◆ EXCERPT PROVIDED
Eh, the survey loads weird for me. I'm not a huge fan of red lipstick on me, I'm so fair that unless it's a subtle shade I look like a clown. Or a hooker who services clowns. Anyway...

I'm a freak for lipstick. I think Jody or Beth challenged me to count them once and I'm embarrassed to tell the results. Seriously. And I don't even wear makeup that often. I just love lipstick.

I'm with you, sister, my cold, dead hands.

Besides, I think that the whole thing has been blown out of proportion. I think there's more allowable lead in hard candy than what they've found in lipstick. I can't remember where I saw those stats but if I find them I'll email it to you. It will make you feel better about your lipstick. :)

At 11:25 AM, Blogger Douglas V. Gibbs said...

first smoking comes under attack (not that I smoke, or anything), then toys become dangerous (China trying to get at our kids?), now lipstick. What's next? Are they going to slip lead into fast food?

At 2:15 PM, Blogger SJ Reidhead said...

I am so glad someone has decided to comment on the truly important things of life!

You and 6lbs? Try my Prescriptives custom mix with extra mint flavoring!

◆ DATA SECTION
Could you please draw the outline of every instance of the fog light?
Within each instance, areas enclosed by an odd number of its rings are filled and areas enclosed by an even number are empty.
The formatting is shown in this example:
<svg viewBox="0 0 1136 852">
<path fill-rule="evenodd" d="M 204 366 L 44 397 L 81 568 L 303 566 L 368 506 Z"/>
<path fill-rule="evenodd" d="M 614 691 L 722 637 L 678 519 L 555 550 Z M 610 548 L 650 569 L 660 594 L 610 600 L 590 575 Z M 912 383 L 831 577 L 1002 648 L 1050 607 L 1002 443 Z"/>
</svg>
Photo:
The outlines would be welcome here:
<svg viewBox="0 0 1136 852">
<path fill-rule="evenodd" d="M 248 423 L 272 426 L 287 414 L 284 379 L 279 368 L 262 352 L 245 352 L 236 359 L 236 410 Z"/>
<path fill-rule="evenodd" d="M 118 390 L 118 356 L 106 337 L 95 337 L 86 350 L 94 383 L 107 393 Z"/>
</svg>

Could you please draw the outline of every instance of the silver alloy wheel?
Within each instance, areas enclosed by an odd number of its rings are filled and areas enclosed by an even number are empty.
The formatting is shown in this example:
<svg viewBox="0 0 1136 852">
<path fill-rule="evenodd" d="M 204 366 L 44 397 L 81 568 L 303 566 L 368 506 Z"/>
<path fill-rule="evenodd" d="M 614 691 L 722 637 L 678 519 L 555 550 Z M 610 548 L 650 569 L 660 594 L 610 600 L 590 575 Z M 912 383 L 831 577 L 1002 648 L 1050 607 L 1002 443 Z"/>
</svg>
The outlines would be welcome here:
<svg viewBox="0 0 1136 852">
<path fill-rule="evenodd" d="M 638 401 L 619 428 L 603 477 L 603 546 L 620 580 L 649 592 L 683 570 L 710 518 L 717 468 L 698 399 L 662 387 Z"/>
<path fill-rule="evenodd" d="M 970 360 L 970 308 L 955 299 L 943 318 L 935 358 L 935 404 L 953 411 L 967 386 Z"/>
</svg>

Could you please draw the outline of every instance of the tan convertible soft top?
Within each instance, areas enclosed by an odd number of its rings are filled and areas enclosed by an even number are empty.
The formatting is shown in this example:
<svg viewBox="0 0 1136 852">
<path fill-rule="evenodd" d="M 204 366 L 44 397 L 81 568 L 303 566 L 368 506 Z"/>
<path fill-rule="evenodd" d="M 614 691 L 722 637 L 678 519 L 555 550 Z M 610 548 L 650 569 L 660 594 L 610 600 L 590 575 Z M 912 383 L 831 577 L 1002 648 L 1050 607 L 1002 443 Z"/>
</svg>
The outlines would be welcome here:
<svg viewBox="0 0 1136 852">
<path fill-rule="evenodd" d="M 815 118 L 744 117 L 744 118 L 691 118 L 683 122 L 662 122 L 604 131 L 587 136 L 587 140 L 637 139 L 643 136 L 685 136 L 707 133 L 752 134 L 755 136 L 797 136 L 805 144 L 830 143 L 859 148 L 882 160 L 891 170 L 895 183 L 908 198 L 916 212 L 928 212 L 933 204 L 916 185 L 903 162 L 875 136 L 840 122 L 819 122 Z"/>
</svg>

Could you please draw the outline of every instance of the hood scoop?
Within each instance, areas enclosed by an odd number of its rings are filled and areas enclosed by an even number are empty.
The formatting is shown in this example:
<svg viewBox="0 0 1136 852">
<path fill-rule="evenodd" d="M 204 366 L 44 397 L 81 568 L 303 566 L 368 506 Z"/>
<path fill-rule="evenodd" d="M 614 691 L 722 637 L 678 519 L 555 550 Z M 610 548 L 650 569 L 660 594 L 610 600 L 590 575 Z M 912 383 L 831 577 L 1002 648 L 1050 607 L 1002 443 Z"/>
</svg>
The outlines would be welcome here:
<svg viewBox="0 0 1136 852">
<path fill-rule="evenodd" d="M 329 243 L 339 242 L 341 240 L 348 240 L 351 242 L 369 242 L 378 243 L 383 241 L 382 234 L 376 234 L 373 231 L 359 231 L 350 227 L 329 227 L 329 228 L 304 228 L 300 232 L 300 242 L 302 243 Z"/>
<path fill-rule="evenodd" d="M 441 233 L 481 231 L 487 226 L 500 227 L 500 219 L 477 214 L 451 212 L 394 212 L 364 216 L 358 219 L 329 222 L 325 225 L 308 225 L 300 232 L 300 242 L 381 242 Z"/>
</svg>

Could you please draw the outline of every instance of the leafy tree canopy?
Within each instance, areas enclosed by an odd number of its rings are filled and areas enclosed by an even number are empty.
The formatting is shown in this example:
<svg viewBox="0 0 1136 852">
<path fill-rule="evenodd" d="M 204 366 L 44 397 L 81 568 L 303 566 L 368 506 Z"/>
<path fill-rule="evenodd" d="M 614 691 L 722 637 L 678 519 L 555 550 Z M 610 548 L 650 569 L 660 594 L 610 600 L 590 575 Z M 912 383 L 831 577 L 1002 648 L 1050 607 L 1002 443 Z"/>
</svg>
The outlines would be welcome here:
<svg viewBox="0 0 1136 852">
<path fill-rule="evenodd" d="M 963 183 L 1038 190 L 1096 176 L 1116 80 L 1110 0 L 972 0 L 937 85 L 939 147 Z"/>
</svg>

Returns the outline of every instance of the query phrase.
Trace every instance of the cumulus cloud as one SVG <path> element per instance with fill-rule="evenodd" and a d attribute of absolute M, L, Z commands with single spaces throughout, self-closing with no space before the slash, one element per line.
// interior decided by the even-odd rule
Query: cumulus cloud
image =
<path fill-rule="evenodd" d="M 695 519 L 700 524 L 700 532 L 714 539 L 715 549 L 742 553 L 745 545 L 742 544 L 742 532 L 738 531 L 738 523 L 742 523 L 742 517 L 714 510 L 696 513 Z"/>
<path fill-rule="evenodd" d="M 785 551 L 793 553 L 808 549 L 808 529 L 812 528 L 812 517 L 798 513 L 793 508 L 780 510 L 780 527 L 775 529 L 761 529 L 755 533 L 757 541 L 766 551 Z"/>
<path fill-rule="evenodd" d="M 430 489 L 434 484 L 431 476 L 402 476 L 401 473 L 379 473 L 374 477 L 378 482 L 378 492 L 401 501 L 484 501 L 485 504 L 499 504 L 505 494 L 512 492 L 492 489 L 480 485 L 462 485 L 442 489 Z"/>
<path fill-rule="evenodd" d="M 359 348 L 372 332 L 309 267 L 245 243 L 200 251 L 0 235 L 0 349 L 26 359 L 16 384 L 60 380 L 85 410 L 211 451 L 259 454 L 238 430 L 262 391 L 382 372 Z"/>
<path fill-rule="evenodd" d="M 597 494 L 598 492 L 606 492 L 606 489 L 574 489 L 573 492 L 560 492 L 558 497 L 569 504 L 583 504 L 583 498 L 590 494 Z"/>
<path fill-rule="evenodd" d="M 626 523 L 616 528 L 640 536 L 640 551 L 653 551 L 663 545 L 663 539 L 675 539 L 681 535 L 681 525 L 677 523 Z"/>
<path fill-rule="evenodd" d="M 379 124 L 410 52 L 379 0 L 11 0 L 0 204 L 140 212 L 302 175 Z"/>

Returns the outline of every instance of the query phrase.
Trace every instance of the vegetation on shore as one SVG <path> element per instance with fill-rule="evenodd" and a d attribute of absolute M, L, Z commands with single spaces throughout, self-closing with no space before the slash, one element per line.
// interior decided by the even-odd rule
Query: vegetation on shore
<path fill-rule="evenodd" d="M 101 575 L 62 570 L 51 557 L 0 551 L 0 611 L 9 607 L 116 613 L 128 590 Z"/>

◆ QUESTIONS ON THE MATERIAL
• a. Give the blog comments again between "I'm a freak" and "your lipstick. :)", inclusive, switching "lipstick" to "lip gloss".
• b. In the blog comments, what is said to have more allowable lead than what has been found in lipstick?

◆ ANSWERS PROVIDED
• a.
I'm a freak for lip gloss. I think Jody or Beth challenged me to count them once and I'm embarrassed to tell the results. Seriously. And I don't even wear makeup that often. I just love lip gloss.

I'm with you, sister, my cold, dead hands.

Besides, I think that the whole thing has been blown out of proportion. I think there's more allowable lead in hard candy than what they've found in lip gloss. I can't remember where I saw those stats but if I find them I'll email it to you. It will make you feel better about your lip gloss. :)

• b. Hard candy.